Prompt
How many lines in the listing below contain the word "rear"? Reply with the count alone.

## Start

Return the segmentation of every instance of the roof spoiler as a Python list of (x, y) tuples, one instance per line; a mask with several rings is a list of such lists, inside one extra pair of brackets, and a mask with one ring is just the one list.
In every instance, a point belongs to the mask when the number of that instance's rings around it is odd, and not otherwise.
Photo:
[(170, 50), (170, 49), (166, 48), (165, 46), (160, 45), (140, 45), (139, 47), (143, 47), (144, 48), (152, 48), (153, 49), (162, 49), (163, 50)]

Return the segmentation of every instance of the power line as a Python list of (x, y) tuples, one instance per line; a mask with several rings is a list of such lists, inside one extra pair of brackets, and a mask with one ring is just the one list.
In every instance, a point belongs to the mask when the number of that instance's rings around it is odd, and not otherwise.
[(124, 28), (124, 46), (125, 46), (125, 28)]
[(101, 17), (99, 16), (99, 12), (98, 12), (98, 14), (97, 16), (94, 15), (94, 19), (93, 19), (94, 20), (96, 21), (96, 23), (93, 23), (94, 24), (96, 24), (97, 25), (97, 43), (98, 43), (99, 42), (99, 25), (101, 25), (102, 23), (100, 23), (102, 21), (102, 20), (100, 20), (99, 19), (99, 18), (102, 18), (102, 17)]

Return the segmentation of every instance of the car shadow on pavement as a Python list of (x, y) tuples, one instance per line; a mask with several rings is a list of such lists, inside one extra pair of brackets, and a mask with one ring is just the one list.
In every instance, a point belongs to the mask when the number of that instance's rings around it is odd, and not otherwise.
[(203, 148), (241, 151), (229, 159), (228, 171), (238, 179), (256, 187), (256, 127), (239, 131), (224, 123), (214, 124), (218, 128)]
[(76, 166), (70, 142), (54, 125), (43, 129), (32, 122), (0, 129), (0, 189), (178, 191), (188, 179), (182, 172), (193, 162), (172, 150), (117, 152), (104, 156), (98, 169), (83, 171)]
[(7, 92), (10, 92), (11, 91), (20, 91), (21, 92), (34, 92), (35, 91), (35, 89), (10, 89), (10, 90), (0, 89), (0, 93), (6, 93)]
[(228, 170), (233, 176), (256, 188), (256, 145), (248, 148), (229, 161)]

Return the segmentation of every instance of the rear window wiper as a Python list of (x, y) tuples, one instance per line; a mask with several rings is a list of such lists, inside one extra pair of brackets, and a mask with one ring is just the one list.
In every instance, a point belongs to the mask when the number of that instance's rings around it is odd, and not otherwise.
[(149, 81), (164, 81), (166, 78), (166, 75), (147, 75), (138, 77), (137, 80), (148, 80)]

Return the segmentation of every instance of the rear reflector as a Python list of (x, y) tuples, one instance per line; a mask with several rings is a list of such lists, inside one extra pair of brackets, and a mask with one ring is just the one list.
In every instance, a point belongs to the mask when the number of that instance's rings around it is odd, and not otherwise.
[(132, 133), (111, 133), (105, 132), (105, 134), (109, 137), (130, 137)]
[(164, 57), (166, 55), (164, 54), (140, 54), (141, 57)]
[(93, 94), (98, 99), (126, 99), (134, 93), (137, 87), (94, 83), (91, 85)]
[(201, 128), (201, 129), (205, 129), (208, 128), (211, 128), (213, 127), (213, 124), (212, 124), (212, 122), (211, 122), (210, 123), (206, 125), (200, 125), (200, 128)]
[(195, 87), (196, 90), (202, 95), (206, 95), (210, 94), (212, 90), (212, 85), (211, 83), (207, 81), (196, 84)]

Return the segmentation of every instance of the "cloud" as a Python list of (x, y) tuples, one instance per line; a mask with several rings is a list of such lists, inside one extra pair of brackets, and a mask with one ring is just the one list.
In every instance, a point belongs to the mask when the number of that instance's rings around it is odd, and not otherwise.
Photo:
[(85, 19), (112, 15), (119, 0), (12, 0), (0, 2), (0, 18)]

## End

Exercise output
2